▸ **Extract to read**
MA 205 Complex Analysis

Course Instructor :Prof. U K Anandavardhanan

Course Name:Complex Analysis MA 205

Course Type:Core(Theory)

Credits:4

Pre-requisites: MA 105 (Calculus) being an informal pre-requisite.

Course Content: Complex numbers and why are they interesting, limits, continuity and differentiability, Cauchy-Riemann equations, harmonic functions, power series, exponential function, logarithmic function, integration, Cauchy's theorem, Cauchy Integral Formula, holomorphic and analytic functions, Cauchy's estimate, Liouville's theorem, entire functions, Fundamental Theorem of Algebra, Morera's theorem, isolated roots theorem, Identity theorem, singularities, Laurent series, Cauchy Residue Theorem, Riemann Removal Singularities Theorem, real integrals and contour integration, Maximum Modulus Theorem.

Conformal mappings were a part of the prescribed syllabus, but could NOT be covered due to time constraints.

Books: Didn't refer to any book in particular, wasn't required to be honest. However, the following books were recommended:

R. V. Churchill and J. W. Brown, Complex variables and applications (7th Edition),
McGraw-Hill (2003),
E. Kreyszig, Advanced engineering mathematics (8th Edition), John Wiley (1999)

Lectures:Most of the time slides were used for teaching, however board was used sometimes to explain things not mentioned in the slides or to explain doubts. The Prof. was encouraging, answered questions effectively and was stimulating. It was fun to sit in the class. The content was also well presented and explanations were clear and effective. 80% attendance was compulsory.

Useful Online Resources:Previous years' lectures available on CDEEP were of use to some students.

Follow-Up Courses:MA 412, a full fledged course in complex analysis (exposure to real analysis might be required before taking up this course). If you have done courses in basic algebra, you might be interested in taking basic number theory courses as well.Complex analysis is widely used in both physics (especially theoretical high energy physics) and electrical engineering (even though it may not seem obvious) and one might find direct applications of it in PH 202 (Waves, Oscillations and Optics), an EP core course in 4th sem. This course should be done sincerely and seriously. One should attend classes and pay strict attention to what the Prof. is explaining, since the pace of this course might be a bit fast, owing to its half-sem duration. There are a lot of theorems and proofs and the lectures are connected with each other, so regular studies are required, otherwise one could find lectures difficult to comprehend. One might want to take summary notes of theorems, proofs and formulae during self study. Making notes in class wasn't required, since slides were well organized. Leaving studies till the last day is NOT recommended. The type of questions to be asked in the quizzes were discussed in the lectures (in some detail actually), so the one who is facing trouble with the overall lecture content, might focus on those questions in particular while preparing for the quizzes.

Assignments:Tutorial sheets were easy to moderate in difficulty, with a lot of questions for general practice of theorems and formulae and some questions involving proofs. 80% attendance was compulsory in the tutorial classes. Grading was on the lenient side and the exams were also easy to moderate in difficulty.  

Exams and Grading:2 Quizzes, of 20% weightage each and a final exam (midsem) of 60% weightage were held.

Pro-tips:One might find tutorials to be long and containing many questions of the same kind. In such a situation, one can plan to attempt some questions before the tutorial classes, some during the tutorial and leave some to attempt before the exams for revision and practice.

Respondent: Himansh Rathore

▸ **Record list**
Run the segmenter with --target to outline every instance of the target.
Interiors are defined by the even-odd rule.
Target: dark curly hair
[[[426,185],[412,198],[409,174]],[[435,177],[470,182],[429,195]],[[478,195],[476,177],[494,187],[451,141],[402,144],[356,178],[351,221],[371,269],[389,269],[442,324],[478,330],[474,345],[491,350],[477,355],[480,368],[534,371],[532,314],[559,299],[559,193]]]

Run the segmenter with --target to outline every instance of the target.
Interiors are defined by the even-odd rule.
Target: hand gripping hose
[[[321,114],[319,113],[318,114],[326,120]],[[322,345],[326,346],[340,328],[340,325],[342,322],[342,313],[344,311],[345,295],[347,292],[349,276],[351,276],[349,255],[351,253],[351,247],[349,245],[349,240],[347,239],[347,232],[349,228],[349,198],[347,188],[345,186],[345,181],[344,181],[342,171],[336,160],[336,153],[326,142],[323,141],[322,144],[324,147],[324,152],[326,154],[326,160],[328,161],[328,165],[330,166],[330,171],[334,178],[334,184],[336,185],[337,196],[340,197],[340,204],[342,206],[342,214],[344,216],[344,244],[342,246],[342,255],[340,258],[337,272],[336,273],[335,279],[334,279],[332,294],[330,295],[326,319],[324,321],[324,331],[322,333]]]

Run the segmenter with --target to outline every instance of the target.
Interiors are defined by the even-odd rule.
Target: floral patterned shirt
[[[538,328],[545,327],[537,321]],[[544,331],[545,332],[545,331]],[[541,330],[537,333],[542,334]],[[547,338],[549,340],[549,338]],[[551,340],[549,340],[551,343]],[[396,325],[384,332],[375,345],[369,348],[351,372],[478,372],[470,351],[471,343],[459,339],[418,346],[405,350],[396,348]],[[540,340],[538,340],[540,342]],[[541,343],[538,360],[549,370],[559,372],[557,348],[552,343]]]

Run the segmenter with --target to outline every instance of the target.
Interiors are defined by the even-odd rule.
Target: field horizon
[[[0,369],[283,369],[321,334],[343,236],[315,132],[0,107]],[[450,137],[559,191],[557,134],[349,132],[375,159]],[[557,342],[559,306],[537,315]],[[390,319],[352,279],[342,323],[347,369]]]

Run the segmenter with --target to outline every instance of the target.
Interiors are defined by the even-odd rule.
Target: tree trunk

▸ **Problems and tasks**
**1.** Reproduce the part of the course review that opens with the words containing "Assignments:Tutorial sheets were" and closes with "moderate in difficulty.".
**2.** According to the course review, why is regular study needed in this course?
The data isn't needed for these tasks.

▸ **Task answers**
**1.**
Assignments:Tutorial sheets were easy to moderate in difficulty, with a lot of questions for general practice of theorems and formulae and some questions involving proofs. 80% attendance was compulsory in the tutorial classes. Grading was on the lenient side and the exams were also easy to moderate in difficulty.

**2.** The course has many theorems and proofs, and the lectures build on one another. Without regular study, a student could find the lectures hard to understand.